# TASK STATEMENT
Could the entries below be retyped exactly and in full?
- - - - - - -
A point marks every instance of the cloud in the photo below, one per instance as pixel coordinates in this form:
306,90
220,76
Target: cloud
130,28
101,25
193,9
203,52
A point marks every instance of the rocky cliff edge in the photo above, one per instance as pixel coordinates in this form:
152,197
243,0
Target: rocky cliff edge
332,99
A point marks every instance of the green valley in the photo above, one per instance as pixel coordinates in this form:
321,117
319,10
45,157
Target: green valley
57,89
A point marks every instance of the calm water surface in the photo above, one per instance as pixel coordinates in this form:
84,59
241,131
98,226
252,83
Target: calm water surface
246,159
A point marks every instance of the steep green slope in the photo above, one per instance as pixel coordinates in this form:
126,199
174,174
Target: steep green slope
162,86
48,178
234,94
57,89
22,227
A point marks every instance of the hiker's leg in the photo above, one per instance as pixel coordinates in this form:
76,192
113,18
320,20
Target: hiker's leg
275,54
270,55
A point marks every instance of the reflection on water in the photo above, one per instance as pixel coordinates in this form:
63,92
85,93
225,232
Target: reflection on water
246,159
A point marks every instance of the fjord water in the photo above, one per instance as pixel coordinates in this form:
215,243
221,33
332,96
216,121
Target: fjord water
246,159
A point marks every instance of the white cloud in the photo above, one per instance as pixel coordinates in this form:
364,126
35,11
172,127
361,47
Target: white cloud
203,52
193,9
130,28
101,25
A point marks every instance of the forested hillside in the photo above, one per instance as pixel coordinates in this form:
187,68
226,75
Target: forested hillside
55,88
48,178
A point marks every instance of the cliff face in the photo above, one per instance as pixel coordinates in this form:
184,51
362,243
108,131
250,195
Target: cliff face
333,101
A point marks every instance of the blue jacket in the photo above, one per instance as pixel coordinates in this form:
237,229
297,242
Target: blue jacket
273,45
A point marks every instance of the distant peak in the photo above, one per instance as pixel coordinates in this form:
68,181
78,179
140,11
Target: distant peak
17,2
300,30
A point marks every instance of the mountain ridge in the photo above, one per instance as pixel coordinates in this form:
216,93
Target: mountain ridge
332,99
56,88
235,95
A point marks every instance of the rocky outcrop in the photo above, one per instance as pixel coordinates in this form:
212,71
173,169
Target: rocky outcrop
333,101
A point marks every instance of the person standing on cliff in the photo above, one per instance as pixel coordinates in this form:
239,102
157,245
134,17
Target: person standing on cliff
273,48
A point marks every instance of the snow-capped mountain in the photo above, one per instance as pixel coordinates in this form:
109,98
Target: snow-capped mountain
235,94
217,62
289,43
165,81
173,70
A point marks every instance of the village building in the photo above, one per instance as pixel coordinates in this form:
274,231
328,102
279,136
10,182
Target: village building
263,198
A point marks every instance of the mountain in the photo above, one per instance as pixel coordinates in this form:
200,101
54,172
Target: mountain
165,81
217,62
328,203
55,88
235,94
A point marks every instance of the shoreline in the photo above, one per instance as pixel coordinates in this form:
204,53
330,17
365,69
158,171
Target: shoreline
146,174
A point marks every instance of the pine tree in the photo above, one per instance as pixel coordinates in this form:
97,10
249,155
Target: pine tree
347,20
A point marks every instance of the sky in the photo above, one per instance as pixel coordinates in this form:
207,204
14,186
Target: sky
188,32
- - - - - - -
# ANSWER FOR THE TASK
A point marks every instance of the cloud in the photo below, one per instance as pixel coordinates in this form:
306,90
220,76
Target: cloud
130,28
101,25
193,9
203,52
A point marks every instance of the rocky cliff edge in the photo above, one per instance as pixel coordinates in this form:
152,197
243,0
Target: rocky cliff edge
332,99
A point marks every instance of the green valley in the photo above, one per instance as pixel coordinates in this form:
321,117
319,10
45,157
Target: green valley
57,89
A point marks every instance of the calm water surface in the photo above, one per instance as pixel coordinates in this form:
84,59
241,131
98,226
252,83
Target: calm water surface
246,159
A point marks every instance of the steep green slope in the photo above, one per instance as pixel coordinates in this form:
126,199
174,174
Target: steep green slope
162,86
48,178
234,94
57,89
22,227
A point marks every instance of the hiker's leg in the photo above, one per instance as pixel coordinates in this form:
76,192
113,18
320,20
Target: hiker's leg
275,54
270,55
A point marks every instance of the reflection on water in the photo above, one per instance as pixel coordinates in this form:
63,92
85,93
225,232
Target: reflection on water
246,159
A point marks every instance of the fjord water in the photo above, one per instance as pixel coordinates in this form:
215,243
221,33
332,96
216,121
Target: fjord water
246,159
A point marks every instance of the white cloud in the photo above, one per instance as pixel coordinates in this form:
364,126
35,11
172,127
361,47
Target: white cloud
203,52
193,9
130,28
101,25
A point marks every instance of the forested hillside in the photo above, one per instance as pixel coordinates in this form:
187,68
226,75
Target: forested hillside
55,88
48,178
A point marks every instance of the cliff face in the photo above, one per instance as pixel coordinates in this form:
184,51
362,243
108,131
250,195
Target: cliff face
333,101
A point marks every instance of the blue jacket in the photo above, one per instance as pixel coordinates in this form:
237,229
297,242
Target: blue jacket
273,45
A point marks every instance of the distant peak in the photo above, one per instance as pixel coordinates in this form:
68,181
78,179
140,11
Target: distant peak
17,2
300,30
A point marks every instance of the mountain ridge in the photo above, one per instance as pixel coordinates in this form:
216,93
Target: mountain ridge
332,99
56,88
235,95
A point marks every instance of the rocky outcrop in the photo above, one per instance as pixel coordinates in this form:
212,71
173,169
Target: rocky outcrop
333,101
A point marks every instance of the person standing on cliff in the photo above, one per instance as pixel coordinates in this form:
239,102
157,245
134,17
Target: person standing on cliff
273,48
A point marks every instance of the snow-capped mountain in the photo above, one per instance as pixel coordinates in this form:
109,98
Target: snow-capped mountain
235,94
217,62
289,43
165,81
173,70
A point marks every instance of the village building in the photo above, one per instance as pixel coordinates in this form:
274,231
328,102
279,136
10,182
Target: village building
263,198
A point marks every instance of the mountain in the photo above, one per instance as pixel coordinates in this form:
200,101
54,172
Target: mountain
165,81
217,62
328,203
55,88
235,94
A point marks every instance of the shoreline in the photo above, one per instance as pixel coordinates in this form:
204,53
330,17
365,69
158,171
Target: shoreline
146,174
A point marks every instance of the pine tree in the photo above, one per instance as pixel coordinates in this form:
97,10
249,155
Target: pine tree
347,20
A point marks every instance of the sky in the photo above, one per instance as pixel coordinates in this form:
207,204
14,186
Target: sky
188,32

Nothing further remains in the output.